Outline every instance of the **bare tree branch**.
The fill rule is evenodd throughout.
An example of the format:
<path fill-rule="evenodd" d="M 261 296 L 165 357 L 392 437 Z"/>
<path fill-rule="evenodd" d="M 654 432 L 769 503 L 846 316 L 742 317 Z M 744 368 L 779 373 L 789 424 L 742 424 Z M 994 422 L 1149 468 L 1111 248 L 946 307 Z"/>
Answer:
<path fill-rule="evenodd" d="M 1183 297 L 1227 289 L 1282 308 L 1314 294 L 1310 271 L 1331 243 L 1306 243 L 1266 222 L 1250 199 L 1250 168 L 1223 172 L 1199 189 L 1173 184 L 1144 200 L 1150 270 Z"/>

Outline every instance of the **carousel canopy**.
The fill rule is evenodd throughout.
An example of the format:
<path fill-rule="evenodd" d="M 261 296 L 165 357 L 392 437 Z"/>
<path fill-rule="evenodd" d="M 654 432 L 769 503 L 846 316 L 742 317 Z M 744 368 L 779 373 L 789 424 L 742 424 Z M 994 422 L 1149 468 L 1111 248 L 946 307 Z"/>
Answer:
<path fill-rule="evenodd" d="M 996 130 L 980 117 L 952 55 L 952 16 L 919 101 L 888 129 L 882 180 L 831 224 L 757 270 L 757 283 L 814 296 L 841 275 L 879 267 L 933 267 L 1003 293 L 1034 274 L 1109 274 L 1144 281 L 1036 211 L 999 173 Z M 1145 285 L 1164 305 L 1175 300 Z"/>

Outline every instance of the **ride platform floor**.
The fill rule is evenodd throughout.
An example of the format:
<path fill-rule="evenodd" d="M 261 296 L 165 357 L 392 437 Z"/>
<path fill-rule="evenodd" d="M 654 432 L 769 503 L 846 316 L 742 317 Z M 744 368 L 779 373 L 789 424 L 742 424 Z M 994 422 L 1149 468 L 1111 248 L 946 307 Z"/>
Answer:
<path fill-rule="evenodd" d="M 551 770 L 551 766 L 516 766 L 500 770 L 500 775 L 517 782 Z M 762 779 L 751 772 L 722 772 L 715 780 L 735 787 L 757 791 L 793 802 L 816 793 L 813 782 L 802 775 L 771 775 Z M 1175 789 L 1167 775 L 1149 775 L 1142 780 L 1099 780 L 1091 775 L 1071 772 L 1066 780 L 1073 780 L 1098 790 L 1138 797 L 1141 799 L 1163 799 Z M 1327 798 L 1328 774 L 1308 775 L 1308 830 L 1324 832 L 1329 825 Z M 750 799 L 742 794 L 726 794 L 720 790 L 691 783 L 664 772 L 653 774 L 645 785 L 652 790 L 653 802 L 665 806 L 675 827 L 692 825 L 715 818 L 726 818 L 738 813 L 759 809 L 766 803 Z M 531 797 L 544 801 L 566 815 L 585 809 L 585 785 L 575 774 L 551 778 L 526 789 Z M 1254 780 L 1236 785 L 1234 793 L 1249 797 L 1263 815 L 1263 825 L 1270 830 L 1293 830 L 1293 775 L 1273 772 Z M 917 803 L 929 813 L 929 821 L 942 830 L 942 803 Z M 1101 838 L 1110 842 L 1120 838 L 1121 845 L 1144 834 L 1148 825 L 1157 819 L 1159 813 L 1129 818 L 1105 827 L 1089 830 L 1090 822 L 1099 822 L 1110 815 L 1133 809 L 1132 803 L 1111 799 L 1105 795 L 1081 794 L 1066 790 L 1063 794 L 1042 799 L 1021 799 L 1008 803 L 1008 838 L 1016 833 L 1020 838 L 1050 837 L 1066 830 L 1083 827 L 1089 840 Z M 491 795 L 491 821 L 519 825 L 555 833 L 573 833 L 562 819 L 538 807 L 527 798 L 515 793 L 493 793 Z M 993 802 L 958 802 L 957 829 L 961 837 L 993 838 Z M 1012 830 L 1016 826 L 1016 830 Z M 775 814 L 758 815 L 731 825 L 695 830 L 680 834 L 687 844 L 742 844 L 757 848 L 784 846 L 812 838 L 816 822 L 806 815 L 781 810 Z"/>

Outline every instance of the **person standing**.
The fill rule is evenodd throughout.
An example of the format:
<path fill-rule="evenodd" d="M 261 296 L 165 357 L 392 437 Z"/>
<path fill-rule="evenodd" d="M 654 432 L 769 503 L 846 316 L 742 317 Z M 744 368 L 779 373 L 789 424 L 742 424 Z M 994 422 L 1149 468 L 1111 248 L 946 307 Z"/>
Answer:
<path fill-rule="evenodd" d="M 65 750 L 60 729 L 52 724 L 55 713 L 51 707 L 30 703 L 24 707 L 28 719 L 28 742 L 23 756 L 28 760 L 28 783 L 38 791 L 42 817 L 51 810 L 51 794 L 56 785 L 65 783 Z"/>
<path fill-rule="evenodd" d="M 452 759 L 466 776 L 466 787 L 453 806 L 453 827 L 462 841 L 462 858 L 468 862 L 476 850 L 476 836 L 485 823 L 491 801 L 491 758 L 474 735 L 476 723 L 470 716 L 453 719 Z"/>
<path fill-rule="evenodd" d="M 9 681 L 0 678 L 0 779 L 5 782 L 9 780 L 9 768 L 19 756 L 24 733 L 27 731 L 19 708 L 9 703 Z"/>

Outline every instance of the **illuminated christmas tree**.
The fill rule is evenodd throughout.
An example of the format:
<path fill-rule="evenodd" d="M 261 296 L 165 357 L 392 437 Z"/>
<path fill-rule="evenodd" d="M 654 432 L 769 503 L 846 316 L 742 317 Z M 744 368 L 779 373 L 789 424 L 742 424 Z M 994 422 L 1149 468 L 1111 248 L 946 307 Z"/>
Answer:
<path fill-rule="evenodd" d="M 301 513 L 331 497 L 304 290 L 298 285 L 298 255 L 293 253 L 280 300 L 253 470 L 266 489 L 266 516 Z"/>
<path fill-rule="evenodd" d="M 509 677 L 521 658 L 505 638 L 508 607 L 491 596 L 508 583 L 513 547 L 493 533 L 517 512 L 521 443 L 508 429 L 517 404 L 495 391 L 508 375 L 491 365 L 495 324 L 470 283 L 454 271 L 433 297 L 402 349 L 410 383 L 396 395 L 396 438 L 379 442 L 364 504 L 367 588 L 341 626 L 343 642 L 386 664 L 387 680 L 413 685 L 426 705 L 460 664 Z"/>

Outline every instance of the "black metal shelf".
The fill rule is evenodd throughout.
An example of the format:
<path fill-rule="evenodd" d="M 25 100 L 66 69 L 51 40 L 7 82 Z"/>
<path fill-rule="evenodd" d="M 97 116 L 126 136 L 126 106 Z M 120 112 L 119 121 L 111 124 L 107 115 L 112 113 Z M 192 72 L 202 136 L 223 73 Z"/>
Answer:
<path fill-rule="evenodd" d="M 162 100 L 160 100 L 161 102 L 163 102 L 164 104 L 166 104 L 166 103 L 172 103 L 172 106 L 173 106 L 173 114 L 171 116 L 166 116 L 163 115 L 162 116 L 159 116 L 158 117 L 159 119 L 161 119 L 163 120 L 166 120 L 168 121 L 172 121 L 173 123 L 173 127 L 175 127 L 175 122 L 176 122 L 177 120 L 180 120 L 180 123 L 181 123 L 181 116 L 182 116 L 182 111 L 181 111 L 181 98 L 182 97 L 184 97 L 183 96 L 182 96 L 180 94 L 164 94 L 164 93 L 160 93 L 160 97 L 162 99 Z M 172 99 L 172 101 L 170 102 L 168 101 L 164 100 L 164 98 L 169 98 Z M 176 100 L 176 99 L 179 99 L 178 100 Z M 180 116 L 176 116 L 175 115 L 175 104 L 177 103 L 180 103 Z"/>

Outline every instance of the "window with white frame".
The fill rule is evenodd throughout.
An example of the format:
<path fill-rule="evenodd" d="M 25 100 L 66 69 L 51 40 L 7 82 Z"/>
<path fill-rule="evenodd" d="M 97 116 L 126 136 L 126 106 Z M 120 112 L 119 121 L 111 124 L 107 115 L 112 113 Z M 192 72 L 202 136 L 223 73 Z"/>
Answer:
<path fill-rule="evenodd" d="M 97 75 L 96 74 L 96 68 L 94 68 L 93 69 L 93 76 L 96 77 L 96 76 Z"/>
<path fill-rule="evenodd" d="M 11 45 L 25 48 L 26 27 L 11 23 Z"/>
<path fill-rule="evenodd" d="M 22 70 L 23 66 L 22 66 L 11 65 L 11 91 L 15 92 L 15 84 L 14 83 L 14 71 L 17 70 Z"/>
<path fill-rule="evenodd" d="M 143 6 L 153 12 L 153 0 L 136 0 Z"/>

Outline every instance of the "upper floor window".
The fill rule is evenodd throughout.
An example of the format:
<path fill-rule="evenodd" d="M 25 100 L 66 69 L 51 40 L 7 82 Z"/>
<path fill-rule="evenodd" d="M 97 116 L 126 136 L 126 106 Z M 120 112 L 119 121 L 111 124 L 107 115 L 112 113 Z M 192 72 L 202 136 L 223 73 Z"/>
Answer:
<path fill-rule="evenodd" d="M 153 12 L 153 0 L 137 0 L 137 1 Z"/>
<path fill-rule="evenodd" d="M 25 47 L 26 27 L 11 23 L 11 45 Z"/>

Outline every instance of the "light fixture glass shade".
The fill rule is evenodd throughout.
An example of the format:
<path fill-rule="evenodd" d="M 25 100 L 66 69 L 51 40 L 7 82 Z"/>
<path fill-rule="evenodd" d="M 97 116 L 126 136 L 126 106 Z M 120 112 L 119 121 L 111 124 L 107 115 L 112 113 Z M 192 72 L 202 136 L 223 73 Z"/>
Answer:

== Problem to work on ==
Please copy out the entries word for word, starting at their very beginning and ending with the line that contains "1183 297 L 1227".

== Complete answer ==
Outline every instance of the **bare tree branch**.
The fill rule is evenodd throughout.
An example of the format:
<path fill-rule="evenodd" d="M 261 296 L 165 357 L 392 437 Z"/>
<path fill-rule="evenodd" d="M 654 432 L 769 503 L 846 316 L 742 317 Z M 744 368 L 779 373 L 789 424 L 742 424 Z M 994 422 L 1149 468 L 1111 248 L 946 307 Z"/>
Answer:
<path fill-rule="evenodd" d="M 1183 297 L 1227 289 L 1282 308 L 1314 294 L 1310 271 L 1331 243 L 1306 243 L 1266 222 L 1250 199 L 1250 168 L 1223 172 L 1199 189 L 1173 184 L 1144 200 L 1150 270 Z"/>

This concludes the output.